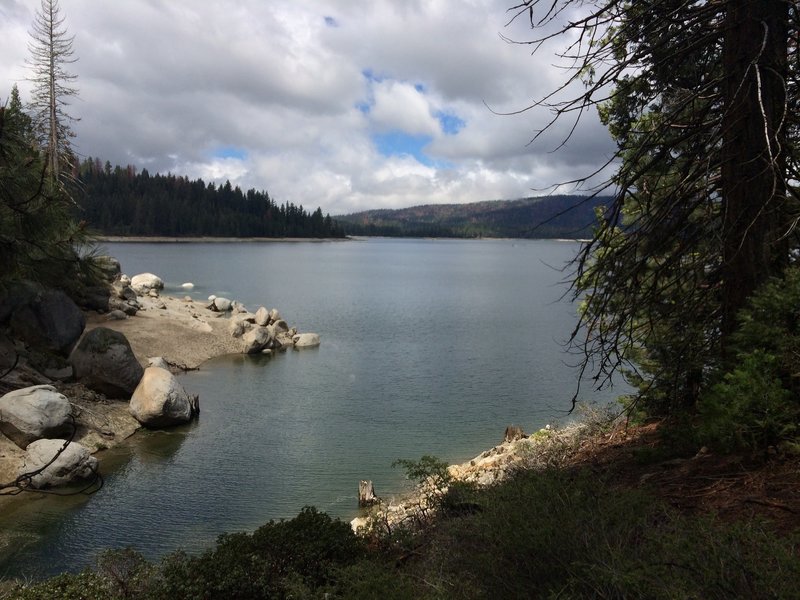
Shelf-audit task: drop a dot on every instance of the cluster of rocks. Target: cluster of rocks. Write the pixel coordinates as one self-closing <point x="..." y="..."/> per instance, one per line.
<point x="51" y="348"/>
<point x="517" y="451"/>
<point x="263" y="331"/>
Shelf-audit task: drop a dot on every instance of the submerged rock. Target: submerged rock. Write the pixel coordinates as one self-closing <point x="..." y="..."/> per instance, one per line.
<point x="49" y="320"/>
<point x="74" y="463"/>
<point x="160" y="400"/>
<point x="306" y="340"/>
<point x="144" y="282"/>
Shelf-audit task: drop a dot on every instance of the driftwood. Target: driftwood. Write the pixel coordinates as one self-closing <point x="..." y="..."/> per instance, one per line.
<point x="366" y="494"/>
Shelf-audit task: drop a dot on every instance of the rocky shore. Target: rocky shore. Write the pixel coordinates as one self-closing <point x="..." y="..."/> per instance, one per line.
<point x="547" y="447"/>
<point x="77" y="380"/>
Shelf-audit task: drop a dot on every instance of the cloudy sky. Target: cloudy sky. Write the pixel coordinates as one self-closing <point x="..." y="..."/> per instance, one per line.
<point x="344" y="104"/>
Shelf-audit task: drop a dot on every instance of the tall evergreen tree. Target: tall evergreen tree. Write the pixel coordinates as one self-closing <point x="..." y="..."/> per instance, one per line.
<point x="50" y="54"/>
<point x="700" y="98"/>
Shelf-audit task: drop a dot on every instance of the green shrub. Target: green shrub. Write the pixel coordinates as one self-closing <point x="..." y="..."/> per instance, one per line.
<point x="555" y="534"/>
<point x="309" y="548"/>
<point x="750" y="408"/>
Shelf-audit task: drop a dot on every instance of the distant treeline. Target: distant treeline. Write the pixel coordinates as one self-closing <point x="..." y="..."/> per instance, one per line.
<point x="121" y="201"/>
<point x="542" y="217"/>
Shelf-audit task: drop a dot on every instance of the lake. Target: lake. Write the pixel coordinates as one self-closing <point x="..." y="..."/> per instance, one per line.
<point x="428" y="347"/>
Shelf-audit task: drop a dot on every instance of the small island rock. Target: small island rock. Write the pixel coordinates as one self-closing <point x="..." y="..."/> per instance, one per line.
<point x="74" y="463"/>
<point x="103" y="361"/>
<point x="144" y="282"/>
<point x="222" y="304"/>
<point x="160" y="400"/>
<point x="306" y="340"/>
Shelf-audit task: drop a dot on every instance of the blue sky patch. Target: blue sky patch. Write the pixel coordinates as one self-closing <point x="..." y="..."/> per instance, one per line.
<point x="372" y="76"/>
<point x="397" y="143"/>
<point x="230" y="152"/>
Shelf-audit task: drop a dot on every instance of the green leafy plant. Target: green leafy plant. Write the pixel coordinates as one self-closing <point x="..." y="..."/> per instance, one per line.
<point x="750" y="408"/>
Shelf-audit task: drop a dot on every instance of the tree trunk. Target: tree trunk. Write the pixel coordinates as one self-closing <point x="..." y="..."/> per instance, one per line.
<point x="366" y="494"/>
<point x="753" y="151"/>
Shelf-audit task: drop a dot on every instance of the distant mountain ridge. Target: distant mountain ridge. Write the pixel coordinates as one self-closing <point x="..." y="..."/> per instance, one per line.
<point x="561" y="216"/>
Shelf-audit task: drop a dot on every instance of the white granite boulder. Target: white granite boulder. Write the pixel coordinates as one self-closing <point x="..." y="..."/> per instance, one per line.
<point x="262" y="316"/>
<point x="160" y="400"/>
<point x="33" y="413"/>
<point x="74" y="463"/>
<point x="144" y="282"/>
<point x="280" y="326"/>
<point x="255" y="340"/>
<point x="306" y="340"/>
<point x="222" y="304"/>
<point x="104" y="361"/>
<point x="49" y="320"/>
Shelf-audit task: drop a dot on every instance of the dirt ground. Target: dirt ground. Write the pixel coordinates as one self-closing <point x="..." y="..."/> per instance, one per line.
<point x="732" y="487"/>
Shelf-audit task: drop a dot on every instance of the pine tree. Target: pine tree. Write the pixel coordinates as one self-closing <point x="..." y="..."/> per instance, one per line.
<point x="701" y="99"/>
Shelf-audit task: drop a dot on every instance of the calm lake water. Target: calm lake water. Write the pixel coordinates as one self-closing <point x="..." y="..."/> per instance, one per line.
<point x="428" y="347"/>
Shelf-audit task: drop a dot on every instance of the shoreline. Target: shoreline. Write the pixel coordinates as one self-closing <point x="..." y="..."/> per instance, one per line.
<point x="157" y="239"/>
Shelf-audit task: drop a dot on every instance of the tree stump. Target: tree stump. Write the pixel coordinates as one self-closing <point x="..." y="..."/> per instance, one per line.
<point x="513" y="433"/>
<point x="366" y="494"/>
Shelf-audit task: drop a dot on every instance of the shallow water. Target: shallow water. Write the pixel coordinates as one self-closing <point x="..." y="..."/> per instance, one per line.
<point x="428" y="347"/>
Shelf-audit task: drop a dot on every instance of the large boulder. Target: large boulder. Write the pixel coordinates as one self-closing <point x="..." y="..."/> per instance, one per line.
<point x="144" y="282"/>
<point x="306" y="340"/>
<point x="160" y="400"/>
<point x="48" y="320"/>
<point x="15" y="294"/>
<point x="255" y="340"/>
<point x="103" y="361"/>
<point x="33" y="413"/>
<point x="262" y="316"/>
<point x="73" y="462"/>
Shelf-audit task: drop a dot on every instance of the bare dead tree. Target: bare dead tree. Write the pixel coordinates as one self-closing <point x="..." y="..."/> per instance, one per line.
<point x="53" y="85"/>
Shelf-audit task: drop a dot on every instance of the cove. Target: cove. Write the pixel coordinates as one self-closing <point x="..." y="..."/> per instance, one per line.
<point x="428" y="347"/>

******

> _What the task asks_
The listing above must be restated word for word. Its pictures are to be left out.

> _Reply_
Shelf-audit task: drop a dot on every instance of the cluster of rocks. Target: cluster of rocks. Write the pixel coordinates as one self-closing <point x="..." y="..."/> per instance, one per line.
<point x="51" y="348"/>
<point x="517" y="451"/>
<point x="263" y="331"/>
Shelf-audit task: drop a dot on every instance of the submerged rock. Target: submerged rock. Write the pixel coordinates as one self-closing <point x="..." y="..."/> per instance, one per line.
<point x="49" y="320"/>
<point x="74" y="463"/>
<point x="160" y="400"/>
<point x="306" y="340"/>
<point x="144" y="282"/>
Shelf-audit task: drop a dot on every instance of the driftwood. Target: driftwood. Write the pixel coordinates as one self-closing <point x="..." y="..."/> per instance, one per line.
<point x="366" y="494"/>
Shelf-audit task: drop a dot on every instance of the rocky shore. Target: rocky shore. Write the pixel coordinates as one self-closing <point x="..." y="..."/> per instance, one per line.
<point x="547" y="447"/>
<point x="77" y="380"/>
Shelf-audit task: drop a dot on every instance of the cloudy sky. Target: cloudy sky. Write the pixel coordinates as one self-closing <point x="..." y="..."/> per instance, one per line.
<point x="344" y="104"/>
Shelf-audit task: drop a dot on every instance of the tall evergreen tree. Target: tall evergreen tree. Write the pixel coordinates as one self-closing <point x="..." y="..."/> per instance, one per line.
<point x="50" y="54"/>
<point x="700" y="98"/>
Shelf-audit task: drop a dot on every instance of the green shrub. Target: green shrub. Write the pixel coordinates as one self-closing <point x="..." y="..."/> per instance, one per line.
<point x="555" y="534"/>
<point x="309" y="548"/>
<point x="750" y="408"/>
Shelf-audit task: drop a dot on every instance of the distant treeline. Target: distant treeline. Write the pixel coordinates as one self-closing <point x="..." y="..."/> per instance, one per line.
<point x="121" y="201"/>
<point x="542" y="217"/>
Shelf-audit task: drop a dot on every instance of the lake. Target: lake. Write the pixel coordinates as one self-closing <point x="..." y="..."/> per instance, one per line.
<point x="428" y="347"/>
Shelf-audit task: drop a dot on every instance of the small island rock. Target: small island rock. Write the pixel coordinates as one self-closing <point x="..." y="..."/> per instance, one per line.
<point x="74" y="463"/>
<point x="103" y="361"/>
<point x="144" y="282"/>
<point x="222" y="304"/>
<point x="160" y="400"/>
<point x="306" y="340"/>
Shelf-audit task: drop a dot on every instance of the blue sky patch. Target: blue sky patch. Write the pixel coordinates as one self-closing <point x="..." y="..."/> per instance, one per line.
<point x="372" y="76"/>
<point x="397" y="143"/>
<point x="230" y="152"/>
Shelf-audit task: drop a dot on every instance of the green leafy plant. Target: green leafy plant. Write the pixel coordinates as one self-closing <point x="..." y="..."/> per instance, one per line.
<point x="750" y="408"/>
Shelf-audit task: drop a dot on every instance of the tree trunk. Target: tree trunk. Write the pixel coordinates as one self-closing <point x="..." y="..."/> per instance, one per line.
<point x="366" y="494"/>
<point x="753" y="151"/>
Shelf-audit task: drop a dot on every instance of the distant mountain ridge. Target: distant mountain ridge. Write the pixel coordinates as one self-closing <point x="..." y="..."/> per instance, one per line.
<point x="561" y="216"/>
Shelf-audit task: drop a dot on every instance of the white granite boulder. Target: white granite boulder. Write the pixel coordinates as one self-closing <point x="..." y="..."/> per instance, one per line.
<point x="262" y="316"/>
<point x="160" y="400"/>
<point x="33" y="413"/>
<point x="74" y="463"/>
<point x="144" y="282"/>
<point x="280" y="326"/>
<point x="255" y="340"/>
<point x="306" y="340"/>
<point x="222" y="304"/>
<point x="104" y="361"/>
<point x="49" y="320"/>
Shelf-audit task: drop a dot on every instance of the dirt ground. Target: dirt ground. Write the pixel coordinates as one self-closing <point x="..." y="..."/> per instance, one per line.
<point x="732" y="487"/>
Shelf-audit task: drop a dot on every instance of the pine tree. Target: pine tree. Write the pixel coordinates as one self-closing <point x="..." y="..."/> per instance, one per line.
<point x="701" y="99"/>
Shelf-audit task: drop a dot on every instance of the calm lake water. Target: calm lake water. Write the pixel coordinates as one self-closing <point x="..." y="..."/> per instance, one per line.
<point x="428" y="347"/>
Shelf-audit task: drop a dot on every instance of the shoreline. Target: shoreline. Write the pixel coordinates as one self-closing <point x="..." y="..."/> per instance, one per line.
<point x="157" y="239"/>
Shelf-audit task: drop a dot on every instance of the tree stump. Target: tree stump. Write the pixel coordinates as one self-closing <point x="..." y="..."/> per instance, one per line.
<point x="513" y="433"/>
<point x="366" y="494"/>
Shelf-audit task: drop a dot on every instance of the shallow water. Target: shallow water. Write the pixel coordinates as one self-closing <point x="..." y="..."/> per instance, one per line.
<point x="428" y="347"/>
Shelf-audit task: drop a dot on every instance of the large boulder. Target: large boulder. Write the pixel coordinates as one self-closing <point x="..." y="..."/> per instance, one per line.
<point x="144" y="282"/>
<point x="306" y="340"/>
<point x="160" y="400"/>
<point x="48" y="320"/>
<point x="15" y="294"/>
<point x="255" y="340"/>
<point x="103" y="361"/>
<point x="33" y="413"/>
<point x="262" y="316"/>
<point x="73" y="462"/>
Shelf-audit task: drop a dot on every instance of the bare dead tree. Target: bare dead tree. Write the pixel coordinates as one self-closing <point x="..." y="..."/> per instance, one per line.
<point x="53" y="85"/>
Shelf-audit task: drop a dot on every instance of the cove. Target: cove. Write the pixel coordinates as one self-closing <point x="..." y="..."/> per instance, one per line.
<point x="428" y="347"/>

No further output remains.